## Estratto selezionato

Rivista Anarchica Online
Morire per la
patria
di Carlo Oliva
Hanno continuato
a sentirsi ripetere che ideologia ed impegno politico sono causa di
ogni possibile male sociale, e qualcosa comunque da cui è bene
dissociarsi in vista d'uno sconto di pena. Ed ora i
giovani, all'improvviso, dovrebbero sentirsi supermotivati verso
l'istituzione ed il servizio militare. Eppure chi nella nostra
cultura politica ha imposto la de-ideologizzazione totale, chi vi ha
creato il deserto, chiamandolo pace, avrebbe dovuto prevedere qualche
difficoltà anche dal (proprio) punto di vista. A niente servono
le chiacchiere sui "giovani d'oggi" smidollati, viziati,
incapaci di soffrire. Né serve
promettere riforme dell'esercito. Ci sono istituzioni che non è
possibile riformare: l'unica alternativa logica è quella tra il
mantenerle e I'abolirle. L'esercito è
una di queste.
Una vecchia massima
del presidente Mao (una delle citazioni del libretto rosso, credo)

## Dati forniti
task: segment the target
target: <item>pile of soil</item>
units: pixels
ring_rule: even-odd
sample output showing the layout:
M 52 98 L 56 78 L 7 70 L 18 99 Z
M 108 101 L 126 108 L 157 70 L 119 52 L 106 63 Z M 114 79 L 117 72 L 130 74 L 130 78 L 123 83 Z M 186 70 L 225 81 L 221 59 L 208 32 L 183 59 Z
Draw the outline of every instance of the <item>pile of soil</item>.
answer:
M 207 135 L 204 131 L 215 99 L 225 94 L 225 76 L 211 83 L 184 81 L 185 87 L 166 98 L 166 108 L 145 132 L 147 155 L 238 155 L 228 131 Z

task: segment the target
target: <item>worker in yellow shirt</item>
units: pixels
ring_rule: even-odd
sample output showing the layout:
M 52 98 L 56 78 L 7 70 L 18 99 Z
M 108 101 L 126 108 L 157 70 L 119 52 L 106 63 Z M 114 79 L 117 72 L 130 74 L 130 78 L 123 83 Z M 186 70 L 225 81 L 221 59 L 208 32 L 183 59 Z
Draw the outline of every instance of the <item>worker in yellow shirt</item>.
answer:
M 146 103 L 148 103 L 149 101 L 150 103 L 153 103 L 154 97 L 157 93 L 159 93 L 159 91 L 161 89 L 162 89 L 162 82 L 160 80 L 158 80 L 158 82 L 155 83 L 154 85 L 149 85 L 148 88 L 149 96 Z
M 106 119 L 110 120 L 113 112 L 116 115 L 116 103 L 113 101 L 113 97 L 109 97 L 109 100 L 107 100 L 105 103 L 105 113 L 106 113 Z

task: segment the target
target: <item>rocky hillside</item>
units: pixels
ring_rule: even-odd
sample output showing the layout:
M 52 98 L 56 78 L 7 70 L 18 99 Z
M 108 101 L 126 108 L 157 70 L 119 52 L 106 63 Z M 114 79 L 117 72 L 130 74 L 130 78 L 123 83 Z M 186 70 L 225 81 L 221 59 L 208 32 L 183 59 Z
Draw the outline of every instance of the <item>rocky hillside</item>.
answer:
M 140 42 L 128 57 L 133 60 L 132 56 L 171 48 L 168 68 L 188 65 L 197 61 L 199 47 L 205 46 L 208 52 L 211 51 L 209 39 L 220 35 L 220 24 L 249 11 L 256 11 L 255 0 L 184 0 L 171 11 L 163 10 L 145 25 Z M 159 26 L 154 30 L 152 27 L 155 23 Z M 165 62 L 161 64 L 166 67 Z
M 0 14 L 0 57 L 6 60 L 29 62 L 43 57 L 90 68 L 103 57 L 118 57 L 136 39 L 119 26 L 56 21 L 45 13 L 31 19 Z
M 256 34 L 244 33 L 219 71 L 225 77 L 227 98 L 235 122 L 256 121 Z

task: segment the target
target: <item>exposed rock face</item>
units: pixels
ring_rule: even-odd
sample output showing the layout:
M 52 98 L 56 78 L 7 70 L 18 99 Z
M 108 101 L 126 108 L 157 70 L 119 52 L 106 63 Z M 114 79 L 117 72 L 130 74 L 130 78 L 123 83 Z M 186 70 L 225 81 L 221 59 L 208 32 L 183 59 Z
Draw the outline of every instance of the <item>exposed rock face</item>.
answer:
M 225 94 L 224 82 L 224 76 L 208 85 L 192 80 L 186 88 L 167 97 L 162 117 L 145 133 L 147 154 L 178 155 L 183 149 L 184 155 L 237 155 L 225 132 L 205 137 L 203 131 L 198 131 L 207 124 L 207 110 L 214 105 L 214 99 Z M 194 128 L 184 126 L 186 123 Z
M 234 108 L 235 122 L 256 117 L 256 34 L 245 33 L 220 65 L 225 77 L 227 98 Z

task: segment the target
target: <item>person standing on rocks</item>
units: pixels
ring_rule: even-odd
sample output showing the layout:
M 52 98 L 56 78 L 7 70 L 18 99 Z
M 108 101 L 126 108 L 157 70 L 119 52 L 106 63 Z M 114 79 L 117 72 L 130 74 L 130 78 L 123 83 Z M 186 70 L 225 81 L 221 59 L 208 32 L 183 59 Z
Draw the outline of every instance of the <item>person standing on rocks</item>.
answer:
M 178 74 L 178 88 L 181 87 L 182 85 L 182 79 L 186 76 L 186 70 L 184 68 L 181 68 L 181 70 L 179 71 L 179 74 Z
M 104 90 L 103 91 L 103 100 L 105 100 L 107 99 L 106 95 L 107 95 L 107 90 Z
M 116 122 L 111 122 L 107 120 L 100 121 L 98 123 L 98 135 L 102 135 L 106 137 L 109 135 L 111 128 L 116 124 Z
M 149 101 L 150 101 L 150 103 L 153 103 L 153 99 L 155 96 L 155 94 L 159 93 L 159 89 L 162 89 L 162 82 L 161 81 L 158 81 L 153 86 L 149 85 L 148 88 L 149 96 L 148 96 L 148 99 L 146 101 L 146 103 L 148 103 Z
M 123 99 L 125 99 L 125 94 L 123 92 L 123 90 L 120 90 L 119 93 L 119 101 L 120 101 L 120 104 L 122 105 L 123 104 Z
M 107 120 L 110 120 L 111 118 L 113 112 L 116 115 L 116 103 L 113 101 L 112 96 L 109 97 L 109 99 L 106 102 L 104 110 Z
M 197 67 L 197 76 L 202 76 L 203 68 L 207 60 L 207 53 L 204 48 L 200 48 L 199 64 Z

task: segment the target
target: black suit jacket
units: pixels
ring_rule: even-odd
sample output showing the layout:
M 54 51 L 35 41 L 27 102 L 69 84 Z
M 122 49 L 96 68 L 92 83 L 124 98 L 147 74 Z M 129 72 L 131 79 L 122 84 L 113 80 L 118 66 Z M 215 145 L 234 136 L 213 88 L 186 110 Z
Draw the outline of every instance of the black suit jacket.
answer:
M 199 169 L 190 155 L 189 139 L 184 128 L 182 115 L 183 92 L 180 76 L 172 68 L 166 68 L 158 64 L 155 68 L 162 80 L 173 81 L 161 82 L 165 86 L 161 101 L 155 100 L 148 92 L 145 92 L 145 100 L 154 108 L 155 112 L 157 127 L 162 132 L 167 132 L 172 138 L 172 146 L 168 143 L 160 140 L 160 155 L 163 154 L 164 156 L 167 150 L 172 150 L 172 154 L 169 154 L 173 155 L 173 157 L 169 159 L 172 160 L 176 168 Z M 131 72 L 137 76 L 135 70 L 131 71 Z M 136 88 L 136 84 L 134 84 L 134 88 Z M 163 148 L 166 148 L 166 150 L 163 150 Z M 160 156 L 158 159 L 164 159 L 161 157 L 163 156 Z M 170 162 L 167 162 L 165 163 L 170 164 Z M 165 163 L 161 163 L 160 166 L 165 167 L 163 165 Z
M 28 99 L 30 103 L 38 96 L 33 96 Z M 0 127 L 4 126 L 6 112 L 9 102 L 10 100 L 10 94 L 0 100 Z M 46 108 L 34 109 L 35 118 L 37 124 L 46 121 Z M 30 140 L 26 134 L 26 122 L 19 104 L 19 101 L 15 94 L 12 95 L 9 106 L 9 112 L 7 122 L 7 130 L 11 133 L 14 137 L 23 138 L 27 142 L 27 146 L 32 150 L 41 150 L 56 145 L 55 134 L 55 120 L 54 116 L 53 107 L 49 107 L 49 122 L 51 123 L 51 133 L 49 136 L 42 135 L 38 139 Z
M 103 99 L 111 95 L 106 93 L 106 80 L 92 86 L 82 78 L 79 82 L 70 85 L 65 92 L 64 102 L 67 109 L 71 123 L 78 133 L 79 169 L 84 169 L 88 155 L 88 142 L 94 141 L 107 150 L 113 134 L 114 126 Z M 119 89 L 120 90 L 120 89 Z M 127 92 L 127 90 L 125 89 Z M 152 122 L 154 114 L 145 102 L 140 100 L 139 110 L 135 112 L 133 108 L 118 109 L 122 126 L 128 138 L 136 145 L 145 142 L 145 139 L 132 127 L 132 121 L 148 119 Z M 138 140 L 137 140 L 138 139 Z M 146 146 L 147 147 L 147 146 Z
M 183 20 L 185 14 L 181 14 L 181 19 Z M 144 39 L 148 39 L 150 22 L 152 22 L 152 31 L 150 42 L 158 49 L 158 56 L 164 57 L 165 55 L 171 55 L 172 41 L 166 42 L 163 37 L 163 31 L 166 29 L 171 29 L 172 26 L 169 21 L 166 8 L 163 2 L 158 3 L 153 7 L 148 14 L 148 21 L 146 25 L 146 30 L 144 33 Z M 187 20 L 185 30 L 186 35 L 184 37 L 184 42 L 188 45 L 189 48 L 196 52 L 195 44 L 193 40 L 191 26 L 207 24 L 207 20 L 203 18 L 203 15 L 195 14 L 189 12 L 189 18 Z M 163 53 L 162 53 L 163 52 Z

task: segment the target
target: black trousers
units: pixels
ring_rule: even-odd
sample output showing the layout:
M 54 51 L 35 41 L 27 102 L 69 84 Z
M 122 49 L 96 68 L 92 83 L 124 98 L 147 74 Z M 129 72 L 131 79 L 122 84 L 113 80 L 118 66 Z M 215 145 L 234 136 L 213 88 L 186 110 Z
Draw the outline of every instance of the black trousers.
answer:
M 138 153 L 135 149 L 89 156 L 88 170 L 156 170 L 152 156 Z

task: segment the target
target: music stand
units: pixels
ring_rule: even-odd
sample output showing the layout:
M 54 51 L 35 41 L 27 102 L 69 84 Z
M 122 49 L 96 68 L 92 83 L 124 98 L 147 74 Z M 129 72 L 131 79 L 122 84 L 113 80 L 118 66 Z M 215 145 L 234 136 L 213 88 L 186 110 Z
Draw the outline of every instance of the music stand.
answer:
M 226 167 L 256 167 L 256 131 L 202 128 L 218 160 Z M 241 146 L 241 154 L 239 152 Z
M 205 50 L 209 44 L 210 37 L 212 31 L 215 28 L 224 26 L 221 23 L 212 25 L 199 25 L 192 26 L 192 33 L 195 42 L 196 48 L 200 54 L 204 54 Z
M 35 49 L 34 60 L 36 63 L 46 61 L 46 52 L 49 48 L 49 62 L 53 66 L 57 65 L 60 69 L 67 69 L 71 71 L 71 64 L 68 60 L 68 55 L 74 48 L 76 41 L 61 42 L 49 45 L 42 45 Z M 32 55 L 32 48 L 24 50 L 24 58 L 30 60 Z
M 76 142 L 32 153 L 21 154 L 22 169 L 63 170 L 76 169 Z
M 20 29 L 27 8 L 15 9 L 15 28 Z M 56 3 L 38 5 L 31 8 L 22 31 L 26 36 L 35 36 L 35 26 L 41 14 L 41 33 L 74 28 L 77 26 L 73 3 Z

## Istruzioni
**A.** Indica se ciascuna affermazione concorda con l'estratto, rispondendo sì o no e citando testualmente le parole decisive: (i) l'autore ritiene che l'esercito si possa riformare; (ii) l'autore riporta una massima attribuita al presidente Mao; (iii) secondo l'autore, le chiacchiere sui giovani d'oggi servono a qualcosa.
**B.** Quali difetti dei «giovani d'oggi» vengono elencati nelle chiacchiere citate dall'estratto? Riportali tutti.

## Soluzioni
**A.**
(i) No: «Ci sono istituzioni che non è possibile riformare» e «L'esercito è una di queste».
(ii) Sì: «Una vecchia massima del presidente Mao».
(iii) No: «A niente servono le chiacchiere».

**B.** Smidollati, viziati, incapaci di soffrire.